▶ _Description of the task_: Could every line below be written out exactly as it appears?
(Records for this exercise begins)
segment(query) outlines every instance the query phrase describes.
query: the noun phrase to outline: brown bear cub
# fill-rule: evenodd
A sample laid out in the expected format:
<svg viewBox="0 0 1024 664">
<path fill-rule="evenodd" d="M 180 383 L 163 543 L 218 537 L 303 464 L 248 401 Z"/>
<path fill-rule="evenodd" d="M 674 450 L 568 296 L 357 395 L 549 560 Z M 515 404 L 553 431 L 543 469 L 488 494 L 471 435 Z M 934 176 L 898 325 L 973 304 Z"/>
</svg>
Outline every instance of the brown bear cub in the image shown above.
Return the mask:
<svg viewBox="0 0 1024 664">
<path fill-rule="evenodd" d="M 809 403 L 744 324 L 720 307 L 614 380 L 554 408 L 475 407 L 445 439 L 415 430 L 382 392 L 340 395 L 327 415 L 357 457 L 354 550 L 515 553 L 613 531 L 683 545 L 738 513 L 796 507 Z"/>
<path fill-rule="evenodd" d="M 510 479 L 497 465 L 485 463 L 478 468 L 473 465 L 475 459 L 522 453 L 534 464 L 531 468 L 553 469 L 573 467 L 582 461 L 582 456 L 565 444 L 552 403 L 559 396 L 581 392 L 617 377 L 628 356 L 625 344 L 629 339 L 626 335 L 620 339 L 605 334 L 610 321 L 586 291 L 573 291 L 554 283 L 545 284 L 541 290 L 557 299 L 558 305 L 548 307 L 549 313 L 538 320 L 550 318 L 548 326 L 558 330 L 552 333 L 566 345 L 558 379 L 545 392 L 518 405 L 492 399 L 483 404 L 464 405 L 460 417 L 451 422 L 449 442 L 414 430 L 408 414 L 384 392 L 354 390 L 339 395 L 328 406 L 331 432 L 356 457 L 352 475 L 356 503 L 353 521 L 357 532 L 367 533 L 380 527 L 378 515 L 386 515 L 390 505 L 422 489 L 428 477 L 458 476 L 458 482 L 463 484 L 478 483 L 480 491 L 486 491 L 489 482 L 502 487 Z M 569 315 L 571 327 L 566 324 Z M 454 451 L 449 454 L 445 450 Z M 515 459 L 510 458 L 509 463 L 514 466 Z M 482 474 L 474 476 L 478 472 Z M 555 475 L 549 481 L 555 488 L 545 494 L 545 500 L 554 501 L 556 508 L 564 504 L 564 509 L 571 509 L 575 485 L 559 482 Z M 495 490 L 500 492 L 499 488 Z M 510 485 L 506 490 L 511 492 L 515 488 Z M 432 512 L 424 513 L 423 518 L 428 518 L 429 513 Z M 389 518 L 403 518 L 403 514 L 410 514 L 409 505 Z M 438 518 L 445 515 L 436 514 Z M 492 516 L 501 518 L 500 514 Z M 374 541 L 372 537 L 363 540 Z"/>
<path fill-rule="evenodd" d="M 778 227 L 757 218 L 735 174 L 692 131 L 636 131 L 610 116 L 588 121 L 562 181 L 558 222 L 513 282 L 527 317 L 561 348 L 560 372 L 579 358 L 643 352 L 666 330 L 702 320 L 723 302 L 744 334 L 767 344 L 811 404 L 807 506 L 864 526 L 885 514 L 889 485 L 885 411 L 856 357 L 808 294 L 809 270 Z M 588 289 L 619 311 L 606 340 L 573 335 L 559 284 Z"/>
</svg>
(Records for this exercise ends)
▶ _Output for this task_:
segment(query) outlines every instance the query phrase describes.
query: the noun phrase to outline: brown bear cub
# fill-rule: evenodd
A sample laid out in the expected format:
<svg viewBox="0 0 1024 664">
<path fill-rule="evenodd" d="M 180 383 L 163 543 L 218 537 L 303 464 L 248 401 Z"/>
<path fill-rule="evenodd" d="M 674 450 L 568 296 L 357 395 L 549 560 Z M 515 404 L 553 431 L 543 469 L 488 494 L 471 435 Z M 934 176 L 898 325 L 973 304 Z"/>
</svg>
Outline every instance of the brown bear cub in the image shown above.
Return the mask:
<svg viewBox="0 0 1024 664">
<path fill-rule="evenodd" d="M 809 403 L 744 324 L 720 307 L 614 380 L 554 408 L 475 407 L 445 439 L 415 430 L 382 392 L 340 395 L 327 415 L 357 457 L 354 550 L 515 553 L 613 531 L 683 545 L 738 513 L 796 507 Z"/>
<path fill-rule="evenodd" d="M 510 479 L 497 465 L 485 463 L 478 468 L 473 465 L 475 459 L 522 453 L 534 464 L 531 468 L 553 469 L 573 467 L 582 461 L 582 456 L 565 444 L 552 403 L 559 396 L 581 392 L 617 377 L 628 356 L 625 344 L 629 339 L 626 335 L 620 339 L 605 334 L 610 321 L 586 291 L 573 291 L 554 283 L 545 284 L 541 290 L 557 299 L 558 305 L 548 307 L 549 313 L 538 320 L 550 318 L 548 326 L 558 330 L 552 333 L 566 345 L 558 379 L 545 392 L 518 405 L 492 399 L 483 404 L 464 405 L 460 417 L 451 422 L 449 442 L 414 430 L 408 414 L 384 392 L 354 390 L 339 395 L 328 406 L 331 432 L 356 457 L 352 475 L 356 503 L 353 521 L 357 532 L 367 533 L 380 527 L 378 515 L 386 515 L 390 505 L 422 489 L 428 477 L 458 476 L 458 482 L 463 484 L 478 483 L 480 491 L 486 491 L 489 482 L 502 487 Z M 569 315 L 571 327 L 566 324 Z M 454 451 L 449 454 L 445 450 Z M 515 459 L 510 458 L 509 463 L 514 466 Z M 482 474 L 474 476 L 478 472 Z M 555 475 L 549 481 L 555 488 L 545 494 L 545 500 L 554 501 L 556 508 L 564 504 L 564 509 L 571 509 L 575 485 L 559 482 Z M 495 490 L 500 492 L 499 488 Z M 510 485 L 506 490 L 511 492 L 515 488 Z M 432 512 L 424 513 L 423 518 L 428 518 L 429 513 Z M 389 518 L 403 518 L 403 514 L 410 514 L 409 505 Z M 438 518 L 445 515 L 436 514 Z M 492 516 L 501 518 L 500 514 Z M 374 541 L 372 537 L 363 540 Z"/>
<path fill-rule="evenodd" d="M 778 227 L 757 218 L 735 174 L 692 131 L 636 131 L 610 116 L 588 121 L 562 181 L 558 222 L 513 282 L 527 317 L 561 348 L 560 372 L 579 358 L 643 352 L 666 330 L 702 320 L 723 302 L 744 334 L 767 344 L 811 404 L 807 506 L 864 526 L 885 514 L 889 485 L 885 411 L 856 357 L 808 294 L 809 270 Z M 588 289 L 619 311 L 606 340 L 573 335 L 559 284 Z"/>
</svg>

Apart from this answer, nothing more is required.